--- REQUIREMENTS ---
(a) In the forum thread about BERT word embeddings, which Gensim method does the poster want to recreate for BERT?
(b) Continue the forum thread about BERT word embeddings from the point where it stops.
── TEXT SHOWN ──
Reputation: 497
As we all know the capability of BERT
model for word embedding, it is probably better than the word2vec
and any other models.
I want to create a model on BERT
word embedding to generate synonyms or similar words. The same like we do in the Gensim
Word2Vec
. I want to create method of Gensim model.most_similar()
into BERT word embedding.
I researched a lot about it, seems that it is possible to do that, but the problem is it is only showing the embeddings in the form of number, there is no way to get the actual word from it. Can anybody help me regarding this?
Upvotes: 6
Views: 5986
Reputation: 1213
Bert uses tokens, which are not exactly the same as words. So a single word may not be just a single token.
Bert generates embedding vectors for each token with respect to other tokens within the context.
───
── DATA EXTRACT ──
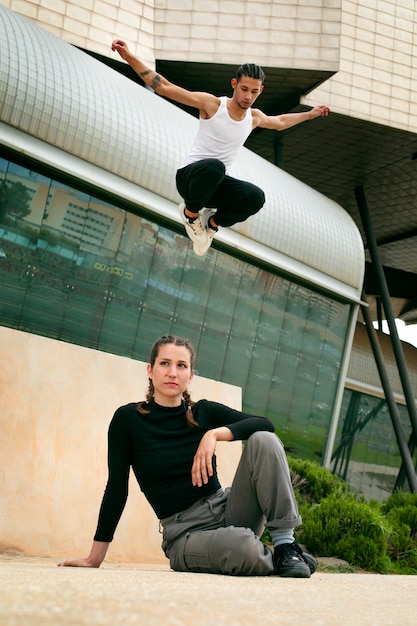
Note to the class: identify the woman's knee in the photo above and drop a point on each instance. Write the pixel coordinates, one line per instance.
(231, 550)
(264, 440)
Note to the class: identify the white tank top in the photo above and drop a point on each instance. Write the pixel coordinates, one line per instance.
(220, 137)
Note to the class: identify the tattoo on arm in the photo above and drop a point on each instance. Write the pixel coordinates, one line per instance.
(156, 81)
───
── DATA EXTRACT ──
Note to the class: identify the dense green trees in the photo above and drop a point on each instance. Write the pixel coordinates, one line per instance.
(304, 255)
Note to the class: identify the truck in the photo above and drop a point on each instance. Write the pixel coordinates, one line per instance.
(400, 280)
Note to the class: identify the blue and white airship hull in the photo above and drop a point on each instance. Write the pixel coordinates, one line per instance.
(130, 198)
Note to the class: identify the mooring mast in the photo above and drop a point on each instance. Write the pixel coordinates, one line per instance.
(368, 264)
───
── DATA EXTRACT ──
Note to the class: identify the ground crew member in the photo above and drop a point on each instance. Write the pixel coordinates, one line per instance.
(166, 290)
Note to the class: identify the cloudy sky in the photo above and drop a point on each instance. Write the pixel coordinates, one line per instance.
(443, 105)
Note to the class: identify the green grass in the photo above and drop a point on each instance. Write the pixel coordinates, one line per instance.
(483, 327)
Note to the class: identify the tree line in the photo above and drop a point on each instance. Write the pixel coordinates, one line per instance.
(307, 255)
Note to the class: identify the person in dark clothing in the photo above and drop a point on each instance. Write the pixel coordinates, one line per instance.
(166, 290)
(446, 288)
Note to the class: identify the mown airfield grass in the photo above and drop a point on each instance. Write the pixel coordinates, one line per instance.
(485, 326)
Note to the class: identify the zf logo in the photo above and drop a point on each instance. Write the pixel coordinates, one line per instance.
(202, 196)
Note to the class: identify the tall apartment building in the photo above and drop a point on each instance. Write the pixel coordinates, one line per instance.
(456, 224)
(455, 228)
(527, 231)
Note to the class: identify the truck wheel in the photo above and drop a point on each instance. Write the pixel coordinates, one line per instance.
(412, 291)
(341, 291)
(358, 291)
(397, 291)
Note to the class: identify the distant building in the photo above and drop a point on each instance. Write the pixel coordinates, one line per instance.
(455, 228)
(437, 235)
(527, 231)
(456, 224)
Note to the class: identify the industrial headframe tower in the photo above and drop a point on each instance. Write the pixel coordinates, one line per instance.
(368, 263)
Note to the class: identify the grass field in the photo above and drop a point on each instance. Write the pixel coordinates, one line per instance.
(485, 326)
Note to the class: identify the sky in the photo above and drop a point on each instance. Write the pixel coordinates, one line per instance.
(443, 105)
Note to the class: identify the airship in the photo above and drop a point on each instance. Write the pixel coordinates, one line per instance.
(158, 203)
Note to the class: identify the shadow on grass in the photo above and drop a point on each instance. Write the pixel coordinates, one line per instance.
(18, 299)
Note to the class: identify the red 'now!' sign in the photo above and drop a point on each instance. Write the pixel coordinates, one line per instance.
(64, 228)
───
--- TASK-BY-TASK OUTPUTS ---
(a) model.most_similar()

(b)
You can select a pretrained bert model and feed them single word get output and average them So you can get single vector for a word
Get list of words, calculate vector for each of them
from transformers import BertTokenizer, BertModel
import torch
tokenizer = BertTokenizer.from_pretrained('bert-base-uncased')
model = BertModel.from_pretrained('bert-base-uncased')
word = "Hello"
inputs = tokenizer(word, return_tensors="pt")
outputs = model(**inputs)
word_vect = outputs.pooler_output.detach().numpy()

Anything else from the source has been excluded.